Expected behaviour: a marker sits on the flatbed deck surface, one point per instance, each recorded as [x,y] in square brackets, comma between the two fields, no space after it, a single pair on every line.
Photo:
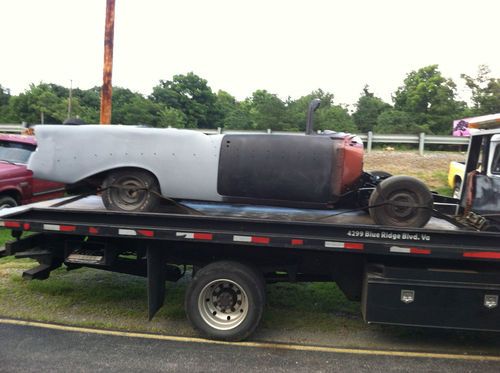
[254,212]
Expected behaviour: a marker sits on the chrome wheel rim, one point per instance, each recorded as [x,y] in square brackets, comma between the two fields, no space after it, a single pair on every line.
[223,304]
[129,193]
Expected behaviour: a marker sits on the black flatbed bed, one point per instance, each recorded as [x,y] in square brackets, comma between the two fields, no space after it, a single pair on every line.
[303,229]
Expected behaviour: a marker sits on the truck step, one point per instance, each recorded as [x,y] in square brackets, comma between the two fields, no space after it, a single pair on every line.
[40,272]
[35,254]
[86,256]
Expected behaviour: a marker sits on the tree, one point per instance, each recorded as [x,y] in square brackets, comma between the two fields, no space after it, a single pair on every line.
[335,118]
[297,110]
[5,112]
[395,121]
[368,109]
[429,98]
[132,108]
[190,94]
[485,91]
[267,111]
[170,117]
[39,104]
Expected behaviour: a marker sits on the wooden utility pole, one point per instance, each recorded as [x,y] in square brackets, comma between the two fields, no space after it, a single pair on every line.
[107,88]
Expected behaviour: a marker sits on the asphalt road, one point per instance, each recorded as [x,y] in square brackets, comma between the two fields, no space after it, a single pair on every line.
[38,349]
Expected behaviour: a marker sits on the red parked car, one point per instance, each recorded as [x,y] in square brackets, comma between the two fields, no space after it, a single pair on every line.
[17,184]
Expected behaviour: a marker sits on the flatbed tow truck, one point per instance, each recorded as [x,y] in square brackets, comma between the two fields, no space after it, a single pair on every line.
[445,275]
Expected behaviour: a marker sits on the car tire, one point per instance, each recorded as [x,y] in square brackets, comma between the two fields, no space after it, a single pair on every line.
[7,201]
[401,201]
[131,190]
[225,300]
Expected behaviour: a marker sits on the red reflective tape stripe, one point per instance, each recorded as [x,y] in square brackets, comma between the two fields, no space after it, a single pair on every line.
[67,228]
[146,232]
[414,250]
[482,254]
[203,236]
[12,224]
[260,239]
[354,246]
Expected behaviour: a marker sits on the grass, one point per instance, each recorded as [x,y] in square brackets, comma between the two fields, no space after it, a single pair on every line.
[94,298]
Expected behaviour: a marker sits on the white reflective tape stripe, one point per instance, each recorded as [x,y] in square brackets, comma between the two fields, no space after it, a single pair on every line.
[334,244]
[127,232]
[185,235]
[51,227]
[397,249]
[242,238]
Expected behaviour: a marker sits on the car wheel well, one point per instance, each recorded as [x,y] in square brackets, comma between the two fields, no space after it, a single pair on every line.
[103,175]
[11,193]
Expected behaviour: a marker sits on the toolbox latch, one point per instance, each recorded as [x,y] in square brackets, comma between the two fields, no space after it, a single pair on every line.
[407,296]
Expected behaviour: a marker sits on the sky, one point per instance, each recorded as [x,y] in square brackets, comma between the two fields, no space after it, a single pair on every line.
[287,47]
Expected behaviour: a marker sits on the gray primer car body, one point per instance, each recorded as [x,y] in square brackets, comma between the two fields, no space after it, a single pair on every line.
[184,161]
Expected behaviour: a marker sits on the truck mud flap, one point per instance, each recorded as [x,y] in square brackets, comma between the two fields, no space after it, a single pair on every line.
[432,298]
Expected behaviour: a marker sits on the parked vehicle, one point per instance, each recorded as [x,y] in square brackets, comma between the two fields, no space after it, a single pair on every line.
[17,184]
[456,173]
[464,127]
[135,167]
[445,275]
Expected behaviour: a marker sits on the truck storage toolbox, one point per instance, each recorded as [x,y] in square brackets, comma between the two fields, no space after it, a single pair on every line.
[448,298]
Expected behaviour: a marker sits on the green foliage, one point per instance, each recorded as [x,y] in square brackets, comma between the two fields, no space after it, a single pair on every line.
[425,102]
[190,94]
[397,122]
[368,109]
[170,117]
[335,118]
[430,99]
[268,111]
[485,91]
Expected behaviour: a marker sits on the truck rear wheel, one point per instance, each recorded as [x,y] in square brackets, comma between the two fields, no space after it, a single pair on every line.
[225,300]
[7,201]
[401,201]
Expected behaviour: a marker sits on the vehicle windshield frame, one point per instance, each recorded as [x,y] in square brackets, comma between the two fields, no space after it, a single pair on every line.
[15,152]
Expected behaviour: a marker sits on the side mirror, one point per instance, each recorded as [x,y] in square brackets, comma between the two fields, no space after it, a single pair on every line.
[313,106]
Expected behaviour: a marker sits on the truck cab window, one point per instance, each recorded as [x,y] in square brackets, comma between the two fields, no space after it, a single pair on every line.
[495,163]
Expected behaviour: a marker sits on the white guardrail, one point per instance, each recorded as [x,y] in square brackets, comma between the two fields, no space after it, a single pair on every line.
[369,139]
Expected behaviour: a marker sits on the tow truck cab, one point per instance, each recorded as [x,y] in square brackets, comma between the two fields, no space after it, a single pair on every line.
[481,189]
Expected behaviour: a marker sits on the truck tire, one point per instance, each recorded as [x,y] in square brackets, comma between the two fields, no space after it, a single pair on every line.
[456,189]
[401,201]
[7,201]
[226,300]
[131,190]
[380,174]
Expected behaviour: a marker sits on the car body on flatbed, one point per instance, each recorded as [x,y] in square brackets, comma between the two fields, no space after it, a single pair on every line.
[134,168]
[445,274]
[17,184]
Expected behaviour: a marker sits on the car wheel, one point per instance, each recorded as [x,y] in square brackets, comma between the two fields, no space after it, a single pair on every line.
[7,201]
[380,174]
[401,201]
[225,300]
[131,190]
[456,189]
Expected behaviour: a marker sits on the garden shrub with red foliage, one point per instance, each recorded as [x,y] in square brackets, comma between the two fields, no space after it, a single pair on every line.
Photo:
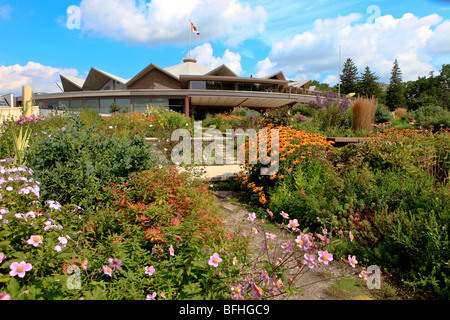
[160,201]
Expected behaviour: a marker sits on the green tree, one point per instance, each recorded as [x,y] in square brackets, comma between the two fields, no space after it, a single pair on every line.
[368,86]
[349,77]
[395,94]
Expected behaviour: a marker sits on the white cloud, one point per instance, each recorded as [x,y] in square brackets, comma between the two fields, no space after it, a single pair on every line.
[204,56]
[5,11]
[167,21]
[411,40]
[41,78]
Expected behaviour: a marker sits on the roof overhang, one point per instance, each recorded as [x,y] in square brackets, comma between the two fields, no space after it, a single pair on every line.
[70,83]
[184,80]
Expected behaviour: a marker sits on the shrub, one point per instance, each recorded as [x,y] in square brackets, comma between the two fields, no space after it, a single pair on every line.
[73,165]
[400,113]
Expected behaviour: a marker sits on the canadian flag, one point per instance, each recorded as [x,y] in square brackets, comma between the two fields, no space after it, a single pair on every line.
[194,29]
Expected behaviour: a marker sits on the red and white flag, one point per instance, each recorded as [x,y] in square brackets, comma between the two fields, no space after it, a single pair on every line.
[194,29]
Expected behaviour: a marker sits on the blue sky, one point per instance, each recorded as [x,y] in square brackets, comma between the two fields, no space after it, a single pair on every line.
[41,39]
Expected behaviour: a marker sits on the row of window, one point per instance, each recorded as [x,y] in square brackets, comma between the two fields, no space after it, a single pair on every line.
[105,106]
[232,86]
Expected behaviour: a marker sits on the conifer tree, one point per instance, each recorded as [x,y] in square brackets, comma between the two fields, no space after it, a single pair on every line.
[349,77]
[395,94]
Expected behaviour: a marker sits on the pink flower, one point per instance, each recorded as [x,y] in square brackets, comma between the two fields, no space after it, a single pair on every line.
[151,296]
[363,275]
[309,260]
[287,246]
[107,270]
[256,292]
[270,236]
[214,260]
[325,256]
[352,261]
[4,296]
[19,269]
[149,270]
[293,224]
[35,240]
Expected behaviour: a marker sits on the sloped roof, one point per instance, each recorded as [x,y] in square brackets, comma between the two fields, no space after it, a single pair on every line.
[69,83]
[188,68]
[147,69]
[96,79]
[223,70]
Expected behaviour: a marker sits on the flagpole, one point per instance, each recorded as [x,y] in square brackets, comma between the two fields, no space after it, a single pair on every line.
[190,34]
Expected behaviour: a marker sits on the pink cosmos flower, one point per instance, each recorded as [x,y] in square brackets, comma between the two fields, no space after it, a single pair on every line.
[363,275]
[256,292]
[107,270]
[270,236]
[214,260]
[352,261]
[19,269]
[35,240]
[287,246]
[115,263]
[325,256]
[293,224]
[149,270]
[151,296]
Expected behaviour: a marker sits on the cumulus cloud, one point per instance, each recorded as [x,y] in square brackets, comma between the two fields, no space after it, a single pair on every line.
[411,40]
[167,21]
[41,78]
[204,55]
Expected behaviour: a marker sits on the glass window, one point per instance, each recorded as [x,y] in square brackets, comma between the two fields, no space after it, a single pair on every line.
[76,105]
[92,104]
[52,105]
[140,105]
[124,105]
[105,105]
[63,104]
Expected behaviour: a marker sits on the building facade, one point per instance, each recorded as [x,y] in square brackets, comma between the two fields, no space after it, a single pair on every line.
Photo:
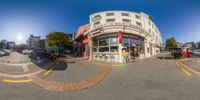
[33,42]
[113,32]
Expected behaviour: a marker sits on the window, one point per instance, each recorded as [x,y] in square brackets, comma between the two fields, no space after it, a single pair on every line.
[113,40]
[139,24]
[126,21]
[103,49]
[152,26]
[113,48]
[104,41]
[137,17]
[149,30]
[97,17]
[96,23]
[109,14]
[110,20]
[95,42]
[149,23]
[125,14]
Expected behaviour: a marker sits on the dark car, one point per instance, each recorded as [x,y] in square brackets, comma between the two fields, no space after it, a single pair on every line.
[176,52]
[38,54]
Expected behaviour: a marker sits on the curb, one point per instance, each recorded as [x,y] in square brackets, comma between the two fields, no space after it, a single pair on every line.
[188,68]
[82,84]
[17,81]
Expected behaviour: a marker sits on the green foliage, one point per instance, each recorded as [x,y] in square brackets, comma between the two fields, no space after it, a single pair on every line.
[171,43]
[58,39]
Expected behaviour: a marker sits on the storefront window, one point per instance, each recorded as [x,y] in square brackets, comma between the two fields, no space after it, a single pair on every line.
[114,49]
[103,49]
[95,42]
[94,49]
[113,40]
[104,41]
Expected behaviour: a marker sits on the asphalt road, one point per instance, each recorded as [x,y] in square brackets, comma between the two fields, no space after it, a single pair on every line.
[149,79]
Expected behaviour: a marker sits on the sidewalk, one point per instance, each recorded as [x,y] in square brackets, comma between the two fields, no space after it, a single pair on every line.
[194,64]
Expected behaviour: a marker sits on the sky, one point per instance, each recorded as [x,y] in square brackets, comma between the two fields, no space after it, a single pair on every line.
[20,18]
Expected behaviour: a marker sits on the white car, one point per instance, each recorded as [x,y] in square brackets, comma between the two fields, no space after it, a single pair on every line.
[26,52]
[2,53]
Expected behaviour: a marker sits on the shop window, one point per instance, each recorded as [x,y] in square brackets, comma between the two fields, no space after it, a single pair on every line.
[137,17]
[95,50]
[113,40]
[126,21]
[113,48]
[125,14]
[139,24]
[110,20]
[109,14]
[95,42]
[97,23]
[103,41]
[125,42]
[103,49]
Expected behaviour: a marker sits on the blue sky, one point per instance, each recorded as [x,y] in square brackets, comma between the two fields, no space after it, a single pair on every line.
[174,18]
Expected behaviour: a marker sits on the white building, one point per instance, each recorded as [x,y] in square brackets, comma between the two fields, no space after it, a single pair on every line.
[33,42]
[140,36]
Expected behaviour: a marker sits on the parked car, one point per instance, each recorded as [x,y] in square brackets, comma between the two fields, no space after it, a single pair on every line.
[27,52]
[38,54]
[67,51]
[2,53]
[7,52]
[196,52]
[176,52]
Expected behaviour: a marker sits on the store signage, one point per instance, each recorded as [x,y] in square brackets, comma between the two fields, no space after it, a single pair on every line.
[120,37]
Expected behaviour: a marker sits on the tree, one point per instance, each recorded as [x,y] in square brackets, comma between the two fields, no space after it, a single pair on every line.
[171,43]
[58,39]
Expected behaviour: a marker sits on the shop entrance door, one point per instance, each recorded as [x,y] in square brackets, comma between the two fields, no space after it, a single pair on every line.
[151,49]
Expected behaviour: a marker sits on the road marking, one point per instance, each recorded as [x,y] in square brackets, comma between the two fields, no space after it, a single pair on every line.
[186,72]
[48,72]
[118,65]
[177,63]
[17,81]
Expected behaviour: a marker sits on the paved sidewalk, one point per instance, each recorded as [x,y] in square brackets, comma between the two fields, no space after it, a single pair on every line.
[191,63]
[15,57]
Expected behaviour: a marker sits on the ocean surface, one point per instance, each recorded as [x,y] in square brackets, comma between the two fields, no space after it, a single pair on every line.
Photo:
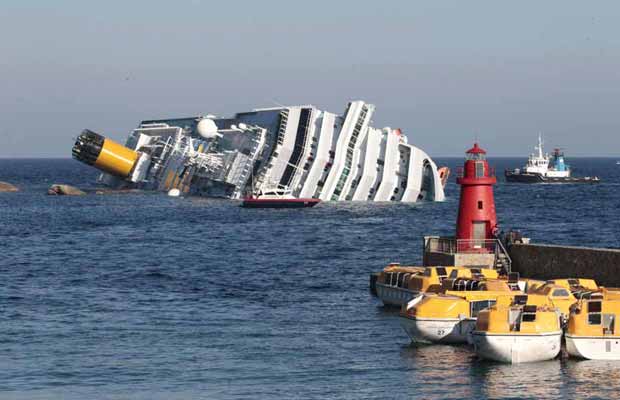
[144,296]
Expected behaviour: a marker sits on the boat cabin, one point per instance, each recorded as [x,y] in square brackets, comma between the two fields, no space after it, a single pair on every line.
[594,317]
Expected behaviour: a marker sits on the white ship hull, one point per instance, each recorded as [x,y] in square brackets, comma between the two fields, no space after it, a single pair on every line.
[438,330]
[393,295]
[317,154]
[593,348]
[517,348]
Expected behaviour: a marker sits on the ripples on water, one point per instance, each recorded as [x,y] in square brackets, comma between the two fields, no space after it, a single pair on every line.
[146,296]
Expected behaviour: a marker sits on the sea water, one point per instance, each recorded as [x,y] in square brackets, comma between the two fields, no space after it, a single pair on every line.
[150,297]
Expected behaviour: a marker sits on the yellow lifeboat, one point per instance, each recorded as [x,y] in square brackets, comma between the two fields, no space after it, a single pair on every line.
[397,285]
[449,317]
[554,295]
[518,333]
[592,329]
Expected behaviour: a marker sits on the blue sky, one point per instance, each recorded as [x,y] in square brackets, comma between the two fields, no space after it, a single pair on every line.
[446,72]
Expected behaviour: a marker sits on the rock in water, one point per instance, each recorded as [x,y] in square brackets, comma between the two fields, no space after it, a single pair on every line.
[7,187]
[64,190]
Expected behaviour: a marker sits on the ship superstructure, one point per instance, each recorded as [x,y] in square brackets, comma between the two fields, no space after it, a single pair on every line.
[314,153]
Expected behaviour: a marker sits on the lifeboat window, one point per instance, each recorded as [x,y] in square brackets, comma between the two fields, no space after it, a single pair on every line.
[519,300]
[513,277]
[594,306]
[528,317]
[594,319]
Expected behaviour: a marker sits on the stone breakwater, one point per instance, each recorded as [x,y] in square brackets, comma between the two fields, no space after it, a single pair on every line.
[539,261]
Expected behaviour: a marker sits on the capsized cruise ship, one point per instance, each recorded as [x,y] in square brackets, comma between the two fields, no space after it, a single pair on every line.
[314,153]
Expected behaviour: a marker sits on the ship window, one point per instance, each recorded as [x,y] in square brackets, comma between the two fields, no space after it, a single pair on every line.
[479,169]
[477,306]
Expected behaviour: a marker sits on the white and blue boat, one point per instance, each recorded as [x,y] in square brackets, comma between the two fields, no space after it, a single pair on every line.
[545,168]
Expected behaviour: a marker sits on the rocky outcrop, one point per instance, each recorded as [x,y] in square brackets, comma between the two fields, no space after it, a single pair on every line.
[7,187]
[64,190]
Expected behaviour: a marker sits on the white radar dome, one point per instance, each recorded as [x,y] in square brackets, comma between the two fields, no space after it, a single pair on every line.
[206,128]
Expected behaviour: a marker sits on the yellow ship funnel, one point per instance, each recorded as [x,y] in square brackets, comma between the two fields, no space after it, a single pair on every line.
[104,154]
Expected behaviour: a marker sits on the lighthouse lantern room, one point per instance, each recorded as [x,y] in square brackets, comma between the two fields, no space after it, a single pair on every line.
[476,220]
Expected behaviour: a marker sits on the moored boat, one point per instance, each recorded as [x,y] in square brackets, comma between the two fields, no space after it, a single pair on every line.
[592,331]
[518,334]
[449,317]
[397,286]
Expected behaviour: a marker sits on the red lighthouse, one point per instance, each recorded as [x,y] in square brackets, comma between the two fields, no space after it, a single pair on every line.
[476,218]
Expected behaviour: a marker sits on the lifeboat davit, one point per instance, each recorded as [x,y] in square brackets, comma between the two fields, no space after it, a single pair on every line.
[278,197]
[450,317]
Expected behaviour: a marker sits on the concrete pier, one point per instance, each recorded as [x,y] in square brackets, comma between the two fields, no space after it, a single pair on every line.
[539,261]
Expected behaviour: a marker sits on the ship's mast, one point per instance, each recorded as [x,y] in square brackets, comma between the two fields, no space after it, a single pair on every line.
[539,147]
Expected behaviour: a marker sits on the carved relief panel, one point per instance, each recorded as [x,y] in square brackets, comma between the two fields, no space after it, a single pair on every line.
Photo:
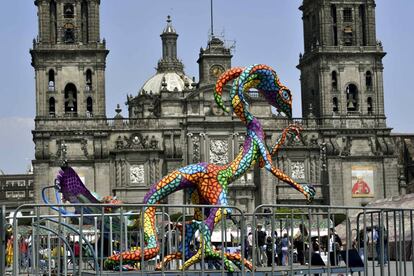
[297,169]
[137,174]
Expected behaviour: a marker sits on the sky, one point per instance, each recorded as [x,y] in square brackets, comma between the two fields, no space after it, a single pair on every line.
[263,31]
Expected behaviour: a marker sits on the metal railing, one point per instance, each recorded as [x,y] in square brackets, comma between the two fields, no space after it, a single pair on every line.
[277,239]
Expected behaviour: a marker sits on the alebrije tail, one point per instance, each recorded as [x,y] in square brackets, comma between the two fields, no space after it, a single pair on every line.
[227,76]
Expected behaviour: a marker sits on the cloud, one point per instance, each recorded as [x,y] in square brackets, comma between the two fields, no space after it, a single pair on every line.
[16,145]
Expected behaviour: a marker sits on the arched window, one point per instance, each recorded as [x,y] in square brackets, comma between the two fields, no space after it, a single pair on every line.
[84,21]
[89,107]
[51,83]
[88,80]
[335,107]
[69,33]
[334,81]
[369,105]
[71,105]
[351,97]
[368,80]
[53,21]
[52,110]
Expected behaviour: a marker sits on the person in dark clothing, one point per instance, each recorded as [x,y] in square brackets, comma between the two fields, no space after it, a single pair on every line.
[270,250]
[381,236]
[261,241]
[334,246]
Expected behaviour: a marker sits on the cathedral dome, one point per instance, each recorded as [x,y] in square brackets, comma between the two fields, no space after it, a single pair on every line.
[170,74]
[167,81]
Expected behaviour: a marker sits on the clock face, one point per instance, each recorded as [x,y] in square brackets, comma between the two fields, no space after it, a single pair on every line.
[136,174]
[216,70]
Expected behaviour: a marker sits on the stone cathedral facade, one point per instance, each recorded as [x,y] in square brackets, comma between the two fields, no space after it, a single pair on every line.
[173,119]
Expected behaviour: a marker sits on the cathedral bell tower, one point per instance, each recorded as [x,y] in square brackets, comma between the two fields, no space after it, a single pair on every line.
[69,60]
[341,68]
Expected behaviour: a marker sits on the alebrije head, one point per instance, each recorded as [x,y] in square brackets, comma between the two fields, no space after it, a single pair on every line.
[266,81]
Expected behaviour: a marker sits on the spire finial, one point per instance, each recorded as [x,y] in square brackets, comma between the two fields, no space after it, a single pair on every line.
[211,18]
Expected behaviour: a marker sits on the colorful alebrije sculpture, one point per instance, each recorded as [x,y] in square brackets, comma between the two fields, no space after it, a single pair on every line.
[208,183]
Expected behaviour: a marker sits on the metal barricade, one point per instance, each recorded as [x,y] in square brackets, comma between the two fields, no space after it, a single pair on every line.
[298,239]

=======

Task description.
Lines holding the string "surface" are the answer; copy each one from the listing above.

Exercise answer.
Expected behaviour: a marker sits on the flatbed deck surface, one point per instance, each recorded as [x,y] in square brackets, comma between the two fields, no space after it, a single pair on every line.
Expected behaviour: a marker sits on the ocean surface, one point per instance, each recorded as [x,y] in square brackets, comma between the two fields, no space after it, a single pair on every line.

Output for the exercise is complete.